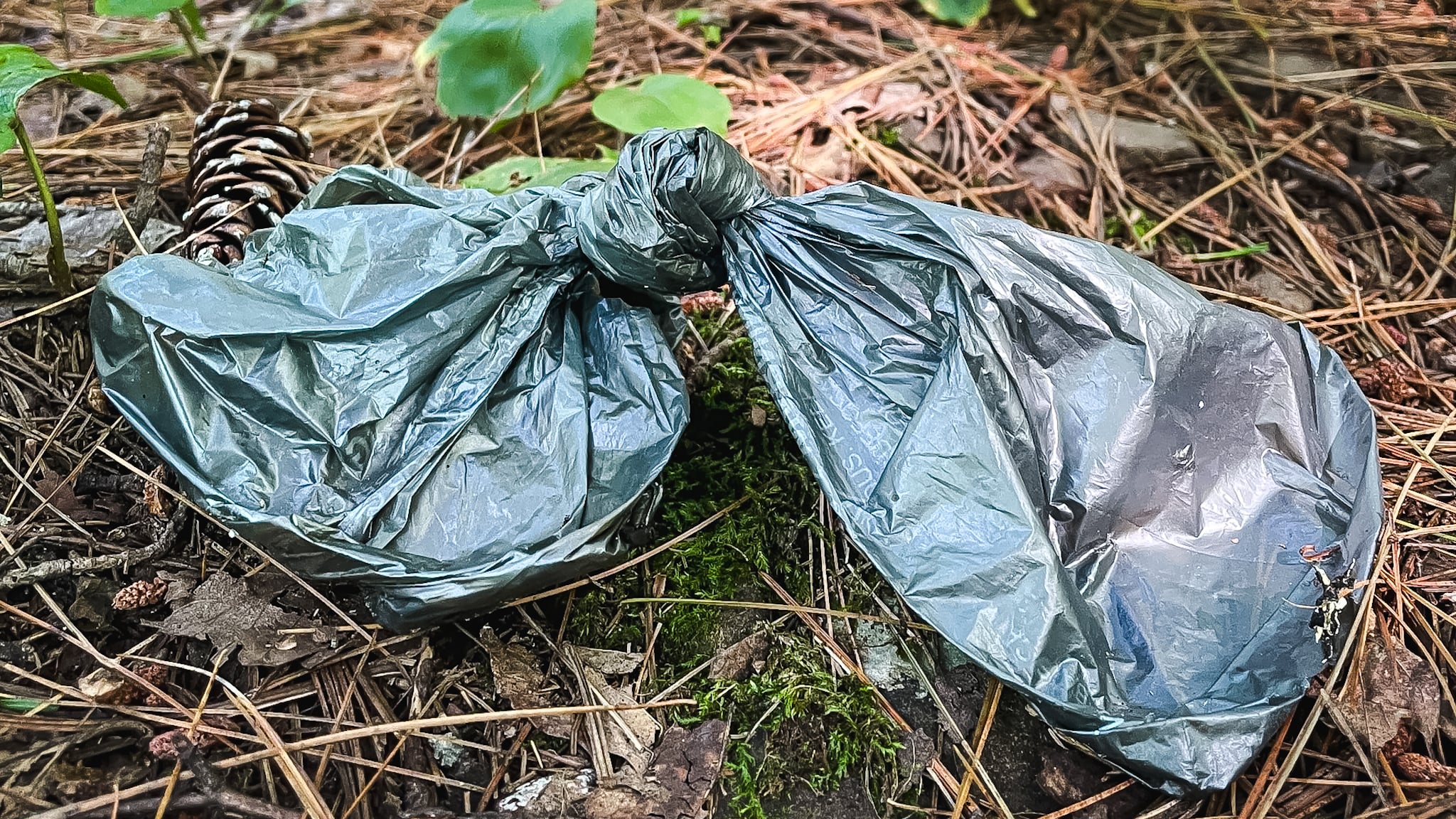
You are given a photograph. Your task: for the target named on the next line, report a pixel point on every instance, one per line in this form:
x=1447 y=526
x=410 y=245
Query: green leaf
x=964 y=12
x=663 y=101
x=137 y=8
x=23 y=705
x=501 y=59
x=530 y=172
x=22 y=69
x=194 y=18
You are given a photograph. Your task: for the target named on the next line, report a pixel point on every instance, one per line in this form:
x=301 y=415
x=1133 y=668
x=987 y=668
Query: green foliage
x=817 y=726
x=708 y=23
x=663 y=101
x=963 y=12
x=22 y=69
x=500 y=59
x=137 y=8
x=532 y=172
x=968 y=12
x=152 y=8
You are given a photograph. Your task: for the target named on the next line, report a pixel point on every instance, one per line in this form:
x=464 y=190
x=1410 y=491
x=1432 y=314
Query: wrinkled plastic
x=1100 y=486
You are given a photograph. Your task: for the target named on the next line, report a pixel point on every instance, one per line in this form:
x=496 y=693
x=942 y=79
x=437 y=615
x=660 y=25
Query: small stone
x=1136 y=143
x=1051 y=173
x=1271 y=287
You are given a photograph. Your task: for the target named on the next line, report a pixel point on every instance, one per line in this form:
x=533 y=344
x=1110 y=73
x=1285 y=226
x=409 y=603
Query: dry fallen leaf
x=686 y=767
x=229 y=614
x=1393 y=685
x=520 y=681
x=633 y=749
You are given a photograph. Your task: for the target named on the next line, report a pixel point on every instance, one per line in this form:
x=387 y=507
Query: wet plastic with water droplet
x=1081 y=473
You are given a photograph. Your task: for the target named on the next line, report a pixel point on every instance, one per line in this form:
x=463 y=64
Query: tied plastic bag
x=1100 y=486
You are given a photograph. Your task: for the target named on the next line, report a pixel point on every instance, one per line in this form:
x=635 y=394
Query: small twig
x=698 y=373
x=73 y=566
x=226 y=802
x=149 y=180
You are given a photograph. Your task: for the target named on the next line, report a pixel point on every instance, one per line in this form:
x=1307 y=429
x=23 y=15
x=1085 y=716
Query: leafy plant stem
x=60 y=272
x=187 y=33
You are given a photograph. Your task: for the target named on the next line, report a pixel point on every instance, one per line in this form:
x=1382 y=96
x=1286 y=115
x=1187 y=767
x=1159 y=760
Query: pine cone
x=1420 y=769
x=140 y=595
x=245 y=176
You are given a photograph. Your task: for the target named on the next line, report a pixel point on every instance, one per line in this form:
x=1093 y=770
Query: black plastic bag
x=1108 y=491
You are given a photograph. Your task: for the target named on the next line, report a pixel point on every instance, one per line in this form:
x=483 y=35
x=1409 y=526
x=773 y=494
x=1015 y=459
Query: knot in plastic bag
x=653 y=225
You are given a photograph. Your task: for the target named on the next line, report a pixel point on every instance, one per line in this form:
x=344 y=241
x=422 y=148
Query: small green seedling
x=968 y=12
x=663 y=101
x=710 y=23
x=184 y=15
x=22 y=69
x=500 y=59
x=535 y=172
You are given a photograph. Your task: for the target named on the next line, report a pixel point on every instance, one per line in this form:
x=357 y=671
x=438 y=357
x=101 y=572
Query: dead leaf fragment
x=520 y=681
x=686 y=767
x=1421 y=769
x=635 y=744
x=229 y=614
x=1393 y=687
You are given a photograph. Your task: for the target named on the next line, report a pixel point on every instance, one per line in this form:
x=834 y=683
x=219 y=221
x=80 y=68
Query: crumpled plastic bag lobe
x=1104 y=488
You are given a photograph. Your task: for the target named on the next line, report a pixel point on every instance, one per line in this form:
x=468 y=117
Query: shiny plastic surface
x=1083 y=474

□ □ □ □

- TASK OBJECTIVE:
Once the pictures are set aside, give the listing again word for word.

- ANSWER:
You are given a photograph. Your task: for the target named on the next line, report a pixel point on every instance, one per line in this form:
x=1447 y=526
x=410 y=245
Query: green leaf
x=964 y=12
x=663 y=101
x=137 y=8
x=23 y=705
x=501 y=59
x=530 y=172
x=22 y=69
x=194 y=18
You are given a photograph. Your task: for the target named on the next line, report a pixel point on every instance, one per line in this form:
x=301 y=415
x=1133 y=668
x=987 y=668
Query: green foliage
x=817 y=726
x=708 y=23
x=663 y=101
x=963 y=12
x=22 y=69
x=500 y=59
x=137 y=8
x=532 y=172
x=968 y=12
x=152 y=8
You are given a photograph. Your task: for the target named on the next line, report a pixel point on every instance, one per line in this form:
x=464 y=190
x=1410 y=491
x=1432 y=314
Query: wrinkled plastic
x=1100 y=486
You are given a photograph. Your task: for the target named on the next line, report a pixel point on every instance, one per line in this form:
x=496 y=693
x=942 y=79
x=437 y=615
x=660 y=25
Query: small stone
x=1136 y=143
x=1051 y=173
x=1271 y=287
You are given a photograph. Your task: for the target named on the next line, report a pixel point on every instance, one per line in this form:
x=533 y=344
x=1110 y=73
x=1285 y=226
x=409 y=603
Query: dry fallen leaf
x=686 y=767
x=229 y=614
x=1393 y=685
x=520 y=681
x=633 y=749
You are given a photograph. Your task: for the target named on the next line, report a pixel point on every instance, one per line in this form:
x=387 y=507
Query: wet plastic with water droplet
x=1081 y=473
You are given a photograph. Your task: for the target named on the next line, report a pixel point on every instance, one per line in this form:
x=463 y=64
Query: tied plastic bag
x=1100 y=486
You are given a photograph. Your task: for the target named on the next line, report a pixel point on every instance, one per line in this form:
x=635 y=394
Query: small twig
x=698 y=373
x=73 y=566
x=226 y=802
x=149 y=180
You are given a photograph. Your task: for the target named on the next line, report a pixel point on every instance, one per line in this form:
x=1307 y=429
x=23 y=15
x=1085 y=716
Query: leafy plant stem
x=60 y=272
x=187 y=33
You are given a photograph. Your task: for the target named on the next line, report a pixel point on every instance, one per line in this form:
x=1382 y=96
x=1286 y=115
x=1187 y=767
x=1159 y=760
Query: pine cone
x=1420 y=769
x=140 y=595
x=245 y=176
You are given a photograph. Your task: for the target named on the next line, report a pixel point on every instance, one per line in this form:
x=1093 y=770
Query: black plastic bag
x=1108 y=491
You are given a photograph. Your task: for the target named on the next line, report a pixel point on every instance, one per line in this form:
x=483 y=35
x=1409 y=526
x=773 y=494
x=1015 y=459
Query: knot in plastic bag
x=653 y=225
You are given a photograph. Your task: for the target named on the next line, report a pixel point on every instance, one per line in this form:
x=344 y=241
x=422 y=148
Query: small green seedling
x=968 y=12
x=663 y=101
x=710 y=23
x=184 y=15
x=22 y=69
x=500 y=59
x=535 y=172
You are given a photograph. Your task: for the target named on the next line, report a pixel point on every instance, one per line in this form:
x=357 y=671
x=438 y=357
x=101 y=572
Query: dead leaf fragment
x=520 y=681
x=686 y=767
x=1421 y=769
x=635 y=744
x=229 y=614
x=1393 y=687
You are given a photograph. Your task: for the target named on the next line, report a pixel point on every instance, one per line in this form:
x=834 y=683
x=219 y=221
x=80 y=68
Query: crumpled plastic bag lobe
x=1104 y=488
You are given a photograph. Your task: for the target named on the next line, report a pixel point on every instance, one per line in this form:
x=468 y=117
Query: shiny plastic surface
x=1083 y=474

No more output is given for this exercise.